§ Exercise prompt
Would you output the following records verbatim and skip the images in them?

§ Provided data

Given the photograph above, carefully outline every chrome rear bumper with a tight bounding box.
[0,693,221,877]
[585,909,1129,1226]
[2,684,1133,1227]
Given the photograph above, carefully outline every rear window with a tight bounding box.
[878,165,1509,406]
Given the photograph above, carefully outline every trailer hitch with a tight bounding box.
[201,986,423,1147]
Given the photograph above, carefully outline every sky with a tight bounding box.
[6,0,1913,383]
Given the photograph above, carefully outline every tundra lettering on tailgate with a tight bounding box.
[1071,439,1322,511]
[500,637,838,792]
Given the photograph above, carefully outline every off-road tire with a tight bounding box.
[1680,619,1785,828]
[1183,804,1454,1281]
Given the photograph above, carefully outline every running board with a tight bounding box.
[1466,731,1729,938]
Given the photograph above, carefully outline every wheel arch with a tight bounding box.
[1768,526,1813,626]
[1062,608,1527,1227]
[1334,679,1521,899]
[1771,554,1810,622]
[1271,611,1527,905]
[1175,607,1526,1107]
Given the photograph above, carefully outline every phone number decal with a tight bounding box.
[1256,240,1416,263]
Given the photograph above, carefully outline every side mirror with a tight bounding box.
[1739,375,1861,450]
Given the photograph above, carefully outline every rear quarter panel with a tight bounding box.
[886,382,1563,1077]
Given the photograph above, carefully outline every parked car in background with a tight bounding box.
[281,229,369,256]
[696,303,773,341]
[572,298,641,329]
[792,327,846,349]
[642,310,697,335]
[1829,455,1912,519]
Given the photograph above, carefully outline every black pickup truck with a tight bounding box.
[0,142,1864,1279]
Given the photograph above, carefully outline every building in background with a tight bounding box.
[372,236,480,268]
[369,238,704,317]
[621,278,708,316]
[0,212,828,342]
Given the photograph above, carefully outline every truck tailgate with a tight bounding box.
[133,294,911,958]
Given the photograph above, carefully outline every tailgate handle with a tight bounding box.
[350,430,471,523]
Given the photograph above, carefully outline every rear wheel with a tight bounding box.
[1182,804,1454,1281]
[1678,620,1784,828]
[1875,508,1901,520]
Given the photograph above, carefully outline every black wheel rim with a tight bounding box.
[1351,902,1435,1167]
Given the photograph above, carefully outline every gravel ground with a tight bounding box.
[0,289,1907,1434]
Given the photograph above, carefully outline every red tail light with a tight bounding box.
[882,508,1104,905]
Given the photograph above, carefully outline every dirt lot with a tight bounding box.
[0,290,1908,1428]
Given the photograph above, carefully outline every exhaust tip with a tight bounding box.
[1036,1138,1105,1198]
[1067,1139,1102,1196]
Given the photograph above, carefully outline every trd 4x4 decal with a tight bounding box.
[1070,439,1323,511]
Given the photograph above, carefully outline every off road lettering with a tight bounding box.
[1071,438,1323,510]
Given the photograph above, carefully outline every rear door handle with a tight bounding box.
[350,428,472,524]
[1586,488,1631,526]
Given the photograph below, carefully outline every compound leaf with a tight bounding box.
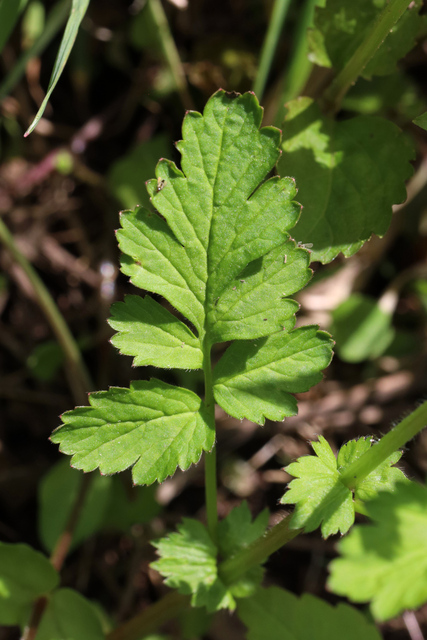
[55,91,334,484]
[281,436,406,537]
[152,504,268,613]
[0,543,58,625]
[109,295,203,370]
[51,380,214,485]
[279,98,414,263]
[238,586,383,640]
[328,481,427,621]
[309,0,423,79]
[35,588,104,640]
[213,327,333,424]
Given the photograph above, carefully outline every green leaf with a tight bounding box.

§ Answer box
Given the photograph above, carefully outline every chrome rear bumper with a tight bounding box.
[0,693,221,877]
[585,909,1129,1226]
[2,684,1133,1227]
Given the photograph above, carefully outline every rear window with a tight bounding box.
[878,165,1509,406]
Given the photograph above, carefully outline every trailer hitch with a tight bounding box.
[201,986,423,1147]
Given the photograph above, carefully outline every sky with a tight bounding box.
[6,0,1913,383]
Given the photograph above, carefully outline every tundra lettering on tailgate with a tight bounding box.
[1071,439,1322,511]
[500,637,838,792]
Given the photograph above, carefully outline every off-road tire with a tight bounding box.
[1680,619,1785,828]
[1183,804,1454,1281]
Given the photograph above, carefully outline every running board with a tight bounding box.
[1466,731,1729,938]
Given the photograph above, carefully outline every wheel arch with a tight bounding box.
[1768,526,1813,626]
[1062,608,1527,1227]
[1334,679,1521,899]
[1771,554,1810,622]
[1271,611,1527,905]
[1175,607,1526,1107]
Given the photograph above, carefully outline every phone number decal with a tight bounding box.
[1256,240,1416,263]
Given the photograph above, carefully outline every side mirror with a tight bounding box.
[1739,375,1861,450]
Given the photograph above, carefully outline every rear quarter panel with a tight bounding box.
[886,382,1563,1077]
Given the photograph above, carefully outline every parked car in background with a tight bounding box.
[281,229,369,256]
[696,303,773,341]
[572,298,641,329]
[792,327,846,349]
[642,310,697,335]
[1829,455,1912,519]
Given the photograph above, carefully outline every black pickup truck with a tight bounding box.
[0,142,1864,1279]
Given the photograph above, carefully outline every building in background with a tight bounding box.
[372,236,480,268]
[369,238,704,317]
[621,278,708,316]
[0,212,828,342]
Given the photograph above, carefully outline every truck tailgate with a tight bounding box.
[133,294,911,958]
Given the photograph above, carefully outline every tailgate handle with a tight bounding box.
[350,430,471,523]
Given the photograph above, carefully outline every rear wheel with a tight bounding box.
[1182,804,1454,1281]
[1678,620,1784,828]
[1875,508,1901,520]
Given the photograph above, carefully outline every black wheel rim with a tight bounding box.
[1351,902,1435,1167]
Given the photograph above, carefully outline every gravel ground with a tight bounding box.
[0,289,1907,1434]
Given the photograph above, carefully outline every red tail light with a tight bounding box.
[882,508,1104,905]
Given the photograph above, carefully outline every dirt lot with a tight bounding box.
[0,290,1908,1428]
Given the photograph above, carefully outline every exhaust tip with a tight bounding box.
[1036,1138,1105,1198]
[1067,1139,1102,1196]
Given the photograph above, carefully outline every trd 4x4 decal with a tight bounding box.
[1070,439,1323,511]
Given the photograph above, carefully outline every off road lettering with a tight bounding box.
[1071,438,1323,510]
Given the photograph above, carefully outline every rear door handle with a tight bounding box.
[350,428,472,524]
[1586,488,1631,526]
Given the photograph below, carefully outline every compound leaf with a tight bounding box.
[55,91,334,484]
[281,436,406,537]
[152,504,268,613]
[0,543,58,625]
[109,295,203,370]
[51,380,214,485]
[279,98,414,263]
[238,586,383,640]
[328,481,427,621]
[309,0,423,79]
[35,588,104,640]
[213,327,333,424]
Given the photograph above, carefully outline every green leaf with a tight bounding box.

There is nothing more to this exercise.